Document:
┌──
I l@ve RuBoard

Solution

This idiom^[3] is frequently recommended, and it appears as an example in the C++ standard (see the discussion in the accompanying box). It is also exceedingly poor form and causes no end of problems. Don't do it.

^[3] I'm ignoring pathological cases (for example, overloading T::operator&() to do something other than return this). See also Item 38.

Fortunately, as we'll see, there is a right way to get the intended effect.

A Warning Example

In the C++ standard, this example was intended to demonstrate the object lifetime rules, not to recommend a good practice (it isn't). For those interested, here it is, slightly edited for space, from clause 3.8, paragraph 7:

 [Example: 
  struct C {
    int i;
    void f();
    const C& operator=( const C& );
  };
  const C& C::operator=( const C& other)
  {
    if ( this != &other )
└──
Dataset records:
┌──
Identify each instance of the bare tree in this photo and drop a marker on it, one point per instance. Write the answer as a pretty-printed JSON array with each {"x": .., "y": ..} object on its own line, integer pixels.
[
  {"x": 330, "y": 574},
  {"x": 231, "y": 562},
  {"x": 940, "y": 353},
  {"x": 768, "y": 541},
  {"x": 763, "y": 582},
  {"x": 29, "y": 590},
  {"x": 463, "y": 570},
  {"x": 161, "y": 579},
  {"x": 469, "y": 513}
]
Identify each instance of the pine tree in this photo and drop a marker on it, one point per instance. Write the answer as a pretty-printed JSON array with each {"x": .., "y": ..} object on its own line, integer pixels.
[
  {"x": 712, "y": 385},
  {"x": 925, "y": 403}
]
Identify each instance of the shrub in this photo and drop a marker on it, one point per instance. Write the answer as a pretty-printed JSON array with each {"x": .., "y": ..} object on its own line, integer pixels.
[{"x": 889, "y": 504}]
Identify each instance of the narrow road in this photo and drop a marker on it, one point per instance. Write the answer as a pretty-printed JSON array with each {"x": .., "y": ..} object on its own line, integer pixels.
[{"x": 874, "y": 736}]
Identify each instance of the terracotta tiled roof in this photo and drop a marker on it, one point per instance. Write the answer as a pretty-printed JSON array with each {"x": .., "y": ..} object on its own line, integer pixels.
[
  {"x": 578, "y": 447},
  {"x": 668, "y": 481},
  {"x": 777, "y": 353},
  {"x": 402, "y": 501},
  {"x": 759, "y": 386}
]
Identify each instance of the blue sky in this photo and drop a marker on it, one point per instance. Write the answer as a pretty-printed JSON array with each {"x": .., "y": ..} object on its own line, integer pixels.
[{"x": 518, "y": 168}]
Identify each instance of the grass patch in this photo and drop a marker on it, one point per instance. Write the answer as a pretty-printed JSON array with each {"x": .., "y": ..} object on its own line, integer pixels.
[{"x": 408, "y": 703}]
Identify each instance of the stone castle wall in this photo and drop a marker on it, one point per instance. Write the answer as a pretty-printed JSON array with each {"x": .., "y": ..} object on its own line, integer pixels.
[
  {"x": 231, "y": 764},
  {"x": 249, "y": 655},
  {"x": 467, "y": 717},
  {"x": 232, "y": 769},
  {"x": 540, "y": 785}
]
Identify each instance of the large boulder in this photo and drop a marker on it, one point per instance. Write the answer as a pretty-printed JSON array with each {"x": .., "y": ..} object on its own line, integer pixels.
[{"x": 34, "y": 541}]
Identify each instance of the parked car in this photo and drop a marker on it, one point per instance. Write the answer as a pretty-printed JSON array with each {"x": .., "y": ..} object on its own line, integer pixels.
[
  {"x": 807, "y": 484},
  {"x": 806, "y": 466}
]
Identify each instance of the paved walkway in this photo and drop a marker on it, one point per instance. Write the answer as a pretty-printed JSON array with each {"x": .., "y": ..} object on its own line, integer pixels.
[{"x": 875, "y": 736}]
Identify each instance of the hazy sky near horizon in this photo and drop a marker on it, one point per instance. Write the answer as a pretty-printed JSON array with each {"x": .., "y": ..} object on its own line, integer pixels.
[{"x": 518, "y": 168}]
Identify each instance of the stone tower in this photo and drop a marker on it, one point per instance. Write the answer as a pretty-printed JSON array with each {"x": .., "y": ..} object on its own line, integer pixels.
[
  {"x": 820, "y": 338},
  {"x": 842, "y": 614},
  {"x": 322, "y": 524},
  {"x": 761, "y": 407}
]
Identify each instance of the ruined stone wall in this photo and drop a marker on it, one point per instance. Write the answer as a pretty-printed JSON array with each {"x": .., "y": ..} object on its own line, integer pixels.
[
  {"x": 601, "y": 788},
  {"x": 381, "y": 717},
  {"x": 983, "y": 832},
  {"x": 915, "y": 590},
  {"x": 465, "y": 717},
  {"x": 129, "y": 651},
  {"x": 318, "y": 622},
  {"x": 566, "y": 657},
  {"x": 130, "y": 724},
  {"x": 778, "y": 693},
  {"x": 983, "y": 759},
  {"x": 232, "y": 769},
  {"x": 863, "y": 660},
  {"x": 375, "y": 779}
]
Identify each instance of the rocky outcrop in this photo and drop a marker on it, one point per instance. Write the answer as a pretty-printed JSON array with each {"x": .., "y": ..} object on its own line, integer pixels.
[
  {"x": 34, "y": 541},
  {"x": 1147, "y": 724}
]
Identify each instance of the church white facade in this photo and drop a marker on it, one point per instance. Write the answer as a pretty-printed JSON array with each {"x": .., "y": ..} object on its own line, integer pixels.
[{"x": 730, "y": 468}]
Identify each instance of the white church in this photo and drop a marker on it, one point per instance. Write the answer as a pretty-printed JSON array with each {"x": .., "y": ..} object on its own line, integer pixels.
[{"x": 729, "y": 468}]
└──
Written problem 1: In the C++ idiom excerpt, which clause and paragraph of the C++ standard is the example taken from?
Written problem 2: Retype the part of the C++ idiom excerpt between "Fortunately, as we'll" and "const C& other)", inclusive.
Written problem 3: Write what comes next in the C++ idiom excerpt, picking up after its final line.

Exercise output 1: Clause 3.8, paragraph 7.

Exercise output 2:
Fortunately, as we'll see, there is a right way to get the intended effect.

A Warning Example

In the C++ standard, this example was intended to demonstrate the object lifetime rules, not to recommend a good practice (it isn't). For those interested, here it is, slightly edited for space, from clause 3.8, paragraph 7:

 [Example: 
  struct C {
    int i;
    void f();
    const C& operator=( const C& );
  };
  const C& C::operator=( const C& other)

Exercise output 3:
    {
      this->~C();     // lifetime of *this ends
      new (this) C(other);
                      // new object of type C created
      f();            // well-defined
    }
    return *this;
  }
  C c1;
  C c2;
  c1 = c2; // well-defined
  c1.f();  // well-defined; c1 refers to a new object of type C
--end example]

As further proof that this is not intended to recommend good practice, note that here C::operator=() returns a const C& rather than a plain C&, which needlessly prevents portable use of these objects in standard library containers.

From the PeerDirect coding standards:

declare copy assignment as T& T::operator=(const T&)
don't return const T&. Though this would be nice, because it prevents usage such as "(a=b)=c", it would mean that, for example, you couldn't portably put T objects into standard library containers, since these require that assignment returns a plain T& (see also Cline95: 212; Murray93: 32-33)

Now let's look at the questions again.

What legitimate goal does it try to achieve?

This idiom expresses copy assignment in terms of copy construction. That is, it's trying to make sure that T's copy assignment and its copy constructor do the same thing, which keeps the programmer from having to needlessly repeat the same code in two places.

This is a noble goal. After all, it makes programming easier when you don't have to write the same thing twice, and if T changes (for example, gets a new member variable) you can't forget to update one of the functions when you update the other.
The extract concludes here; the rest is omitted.